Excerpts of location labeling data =
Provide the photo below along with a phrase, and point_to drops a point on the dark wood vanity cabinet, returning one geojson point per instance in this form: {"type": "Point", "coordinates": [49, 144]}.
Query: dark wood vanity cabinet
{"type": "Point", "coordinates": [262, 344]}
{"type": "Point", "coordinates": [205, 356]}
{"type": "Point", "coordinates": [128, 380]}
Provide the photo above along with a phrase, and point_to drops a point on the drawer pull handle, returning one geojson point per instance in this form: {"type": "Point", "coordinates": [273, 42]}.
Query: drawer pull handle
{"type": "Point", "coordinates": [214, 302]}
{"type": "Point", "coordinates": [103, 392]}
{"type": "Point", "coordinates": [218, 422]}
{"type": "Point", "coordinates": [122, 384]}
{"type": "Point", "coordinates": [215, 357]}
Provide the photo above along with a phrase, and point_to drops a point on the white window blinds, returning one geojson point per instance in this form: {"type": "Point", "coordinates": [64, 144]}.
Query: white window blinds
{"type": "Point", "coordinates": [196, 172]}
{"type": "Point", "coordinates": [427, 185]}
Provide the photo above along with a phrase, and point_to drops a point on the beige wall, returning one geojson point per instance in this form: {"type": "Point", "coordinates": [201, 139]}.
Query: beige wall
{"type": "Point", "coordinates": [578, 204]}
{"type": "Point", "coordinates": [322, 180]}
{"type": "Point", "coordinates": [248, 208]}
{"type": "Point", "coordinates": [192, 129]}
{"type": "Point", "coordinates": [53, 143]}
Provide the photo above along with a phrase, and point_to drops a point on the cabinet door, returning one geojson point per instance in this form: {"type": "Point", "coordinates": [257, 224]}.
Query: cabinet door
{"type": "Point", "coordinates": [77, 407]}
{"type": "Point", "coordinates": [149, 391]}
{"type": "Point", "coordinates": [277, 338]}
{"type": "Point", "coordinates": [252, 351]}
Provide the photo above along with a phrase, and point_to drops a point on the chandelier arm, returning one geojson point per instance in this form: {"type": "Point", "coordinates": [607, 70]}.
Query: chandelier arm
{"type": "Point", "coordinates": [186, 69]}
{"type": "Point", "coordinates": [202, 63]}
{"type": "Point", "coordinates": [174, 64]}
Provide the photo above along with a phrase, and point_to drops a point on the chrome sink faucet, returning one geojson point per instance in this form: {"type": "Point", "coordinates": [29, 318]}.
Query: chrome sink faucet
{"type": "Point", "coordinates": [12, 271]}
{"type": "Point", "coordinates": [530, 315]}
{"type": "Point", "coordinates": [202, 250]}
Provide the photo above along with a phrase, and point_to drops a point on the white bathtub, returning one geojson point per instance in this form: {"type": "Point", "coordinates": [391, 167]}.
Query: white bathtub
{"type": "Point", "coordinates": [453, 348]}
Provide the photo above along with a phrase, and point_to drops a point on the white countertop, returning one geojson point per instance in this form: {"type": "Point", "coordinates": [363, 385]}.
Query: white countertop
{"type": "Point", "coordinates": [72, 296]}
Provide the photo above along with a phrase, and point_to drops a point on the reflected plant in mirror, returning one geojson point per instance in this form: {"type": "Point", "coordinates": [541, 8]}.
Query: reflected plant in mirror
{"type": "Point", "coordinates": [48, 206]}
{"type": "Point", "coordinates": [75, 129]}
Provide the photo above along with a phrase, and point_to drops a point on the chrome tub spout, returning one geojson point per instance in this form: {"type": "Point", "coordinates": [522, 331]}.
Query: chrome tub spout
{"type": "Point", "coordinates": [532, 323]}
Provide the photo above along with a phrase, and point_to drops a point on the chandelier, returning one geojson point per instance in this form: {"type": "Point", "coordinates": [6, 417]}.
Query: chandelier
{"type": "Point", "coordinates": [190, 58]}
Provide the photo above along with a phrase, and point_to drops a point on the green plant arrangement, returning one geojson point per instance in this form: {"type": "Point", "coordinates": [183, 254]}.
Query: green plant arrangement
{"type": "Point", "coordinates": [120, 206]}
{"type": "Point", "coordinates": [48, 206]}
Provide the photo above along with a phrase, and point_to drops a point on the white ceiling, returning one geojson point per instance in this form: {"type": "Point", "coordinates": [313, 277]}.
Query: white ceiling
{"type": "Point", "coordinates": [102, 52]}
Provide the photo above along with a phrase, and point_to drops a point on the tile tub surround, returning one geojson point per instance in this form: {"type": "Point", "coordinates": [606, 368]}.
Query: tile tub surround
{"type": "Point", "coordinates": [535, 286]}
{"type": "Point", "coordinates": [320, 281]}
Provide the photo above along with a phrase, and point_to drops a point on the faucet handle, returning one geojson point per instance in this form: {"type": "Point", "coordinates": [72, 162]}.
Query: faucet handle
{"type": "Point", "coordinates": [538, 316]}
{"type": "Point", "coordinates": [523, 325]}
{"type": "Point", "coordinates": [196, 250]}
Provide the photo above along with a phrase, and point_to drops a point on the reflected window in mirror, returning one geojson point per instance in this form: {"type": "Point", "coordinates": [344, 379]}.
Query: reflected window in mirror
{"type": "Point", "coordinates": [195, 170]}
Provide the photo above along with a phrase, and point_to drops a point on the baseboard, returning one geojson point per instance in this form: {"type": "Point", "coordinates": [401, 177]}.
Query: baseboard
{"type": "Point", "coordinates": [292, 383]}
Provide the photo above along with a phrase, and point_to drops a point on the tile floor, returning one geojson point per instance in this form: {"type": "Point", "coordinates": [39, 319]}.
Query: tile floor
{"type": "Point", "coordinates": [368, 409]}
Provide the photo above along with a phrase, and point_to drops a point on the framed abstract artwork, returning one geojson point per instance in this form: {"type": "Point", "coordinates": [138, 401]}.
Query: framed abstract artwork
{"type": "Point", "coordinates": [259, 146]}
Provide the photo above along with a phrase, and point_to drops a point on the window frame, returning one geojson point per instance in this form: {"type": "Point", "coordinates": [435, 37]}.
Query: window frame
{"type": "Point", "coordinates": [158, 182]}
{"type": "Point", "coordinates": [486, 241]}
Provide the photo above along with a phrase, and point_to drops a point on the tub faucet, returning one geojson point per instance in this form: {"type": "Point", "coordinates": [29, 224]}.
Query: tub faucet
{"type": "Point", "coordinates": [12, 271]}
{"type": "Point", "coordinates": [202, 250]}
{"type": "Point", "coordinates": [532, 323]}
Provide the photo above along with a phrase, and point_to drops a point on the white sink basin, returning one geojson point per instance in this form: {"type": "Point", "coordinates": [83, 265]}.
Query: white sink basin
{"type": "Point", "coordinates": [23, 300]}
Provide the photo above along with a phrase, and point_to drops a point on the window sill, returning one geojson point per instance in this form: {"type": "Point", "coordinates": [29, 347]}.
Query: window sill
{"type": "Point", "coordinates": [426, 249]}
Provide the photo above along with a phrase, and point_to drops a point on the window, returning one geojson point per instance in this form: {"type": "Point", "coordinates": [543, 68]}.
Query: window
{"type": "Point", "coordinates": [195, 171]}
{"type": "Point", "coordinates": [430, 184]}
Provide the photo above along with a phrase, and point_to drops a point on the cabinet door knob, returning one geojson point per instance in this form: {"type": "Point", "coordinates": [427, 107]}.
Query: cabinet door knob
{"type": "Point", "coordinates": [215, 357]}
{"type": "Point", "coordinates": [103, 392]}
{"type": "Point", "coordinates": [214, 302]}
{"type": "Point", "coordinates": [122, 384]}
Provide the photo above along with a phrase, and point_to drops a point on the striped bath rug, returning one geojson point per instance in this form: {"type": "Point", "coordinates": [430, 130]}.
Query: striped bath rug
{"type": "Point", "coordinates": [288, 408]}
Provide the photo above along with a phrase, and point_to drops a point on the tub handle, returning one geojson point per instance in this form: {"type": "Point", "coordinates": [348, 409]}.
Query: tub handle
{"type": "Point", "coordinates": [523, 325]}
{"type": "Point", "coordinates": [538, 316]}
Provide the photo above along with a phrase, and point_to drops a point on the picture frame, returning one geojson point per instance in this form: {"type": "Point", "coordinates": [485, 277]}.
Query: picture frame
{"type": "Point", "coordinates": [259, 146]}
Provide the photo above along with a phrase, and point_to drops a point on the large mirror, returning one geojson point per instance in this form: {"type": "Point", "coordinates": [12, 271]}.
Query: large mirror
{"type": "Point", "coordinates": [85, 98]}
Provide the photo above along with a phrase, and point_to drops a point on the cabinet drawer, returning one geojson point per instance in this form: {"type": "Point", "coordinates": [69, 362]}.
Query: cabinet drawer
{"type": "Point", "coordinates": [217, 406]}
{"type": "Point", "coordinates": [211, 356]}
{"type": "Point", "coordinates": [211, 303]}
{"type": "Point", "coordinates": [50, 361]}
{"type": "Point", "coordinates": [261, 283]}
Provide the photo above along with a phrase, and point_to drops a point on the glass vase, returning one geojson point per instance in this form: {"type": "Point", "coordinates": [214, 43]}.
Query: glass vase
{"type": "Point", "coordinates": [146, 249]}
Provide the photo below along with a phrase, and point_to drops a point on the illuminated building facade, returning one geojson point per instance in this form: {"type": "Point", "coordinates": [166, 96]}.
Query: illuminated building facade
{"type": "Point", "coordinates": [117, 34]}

PROBLEM = Repeat exactly, and only, the lines of the records above, starting with the line that contains "on the glass" and ending with the final line, both included.

REPLY =
Provide the photo above along with a phrase, and point_to drops a point on the glass vase, returning one geojson point per instance in this form: {"type": "Point", "coordinates": [214, 43]}.
Query: glass vase
{"type": "Point", "coordinates": [146, 249]}
Provide the photo below along with a phrase, and point_to drops a point on the illuminated building facade, returning one geojson point per instance in this form: {"type": "Point", "coordinates": [166, 96]}.
Query: illuminated building facade
{"type": "Point", "coordinates": [117, 34]}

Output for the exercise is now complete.